TO BE DONE: Count the lines of the records below that contain the string "wooden", where case counts. Reply with the number only.

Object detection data
'''

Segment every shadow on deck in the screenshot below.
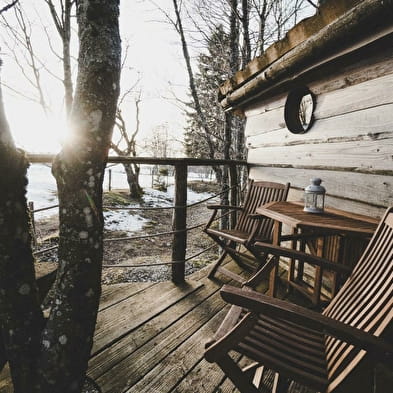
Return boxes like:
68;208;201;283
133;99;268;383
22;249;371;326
88;258;314;393
88;260;240;393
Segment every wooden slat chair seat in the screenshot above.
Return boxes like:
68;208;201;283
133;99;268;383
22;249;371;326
205;207;393;393
204;180;290;283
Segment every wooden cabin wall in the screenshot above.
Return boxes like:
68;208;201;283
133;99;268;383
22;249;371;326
245;52;393;217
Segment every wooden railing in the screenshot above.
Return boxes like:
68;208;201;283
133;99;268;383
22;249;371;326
28;154;247;283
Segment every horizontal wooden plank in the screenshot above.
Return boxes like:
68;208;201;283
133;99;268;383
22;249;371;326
244;93;288;119
246;104;393;145
282;189;386;218
244;106;289;137
89;282;224;379
99;282;155;311
250;167;393;207
314;74;393;119
248;139;393;171
127;309;227;393
92;286;225;393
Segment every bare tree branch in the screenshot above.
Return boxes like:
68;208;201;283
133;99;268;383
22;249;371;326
0;0;19;14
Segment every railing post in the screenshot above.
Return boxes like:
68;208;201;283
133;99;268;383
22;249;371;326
229;165;238;228
172;164;187;284
108;169;112;191
29;201;37;247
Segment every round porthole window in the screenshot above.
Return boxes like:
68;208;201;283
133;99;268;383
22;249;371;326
284;87;315;134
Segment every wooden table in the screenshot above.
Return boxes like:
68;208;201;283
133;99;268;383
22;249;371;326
256;202;379;306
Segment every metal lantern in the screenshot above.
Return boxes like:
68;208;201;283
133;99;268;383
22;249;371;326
304;177;326;213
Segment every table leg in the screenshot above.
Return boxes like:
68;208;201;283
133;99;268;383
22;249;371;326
311;236;325;306
268;221;282;297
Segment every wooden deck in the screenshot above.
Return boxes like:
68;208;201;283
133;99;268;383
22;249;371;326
0;263;392;393
88;260;245;393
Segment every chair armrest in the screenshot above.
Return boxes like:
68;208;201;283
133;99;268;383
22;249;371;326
254;242;352;273
204;204;243;231
247;213;268;220
206;204;243;210
220;285;393;359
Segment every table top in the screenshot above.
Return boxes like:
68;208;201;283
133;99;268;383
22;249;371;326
256;202;379;235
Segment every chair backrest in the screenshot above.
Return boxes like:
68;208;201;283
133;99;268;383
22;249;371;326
323;207;393;392
236;180;290;238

'''

RESPONSE TO THIS TASK: 6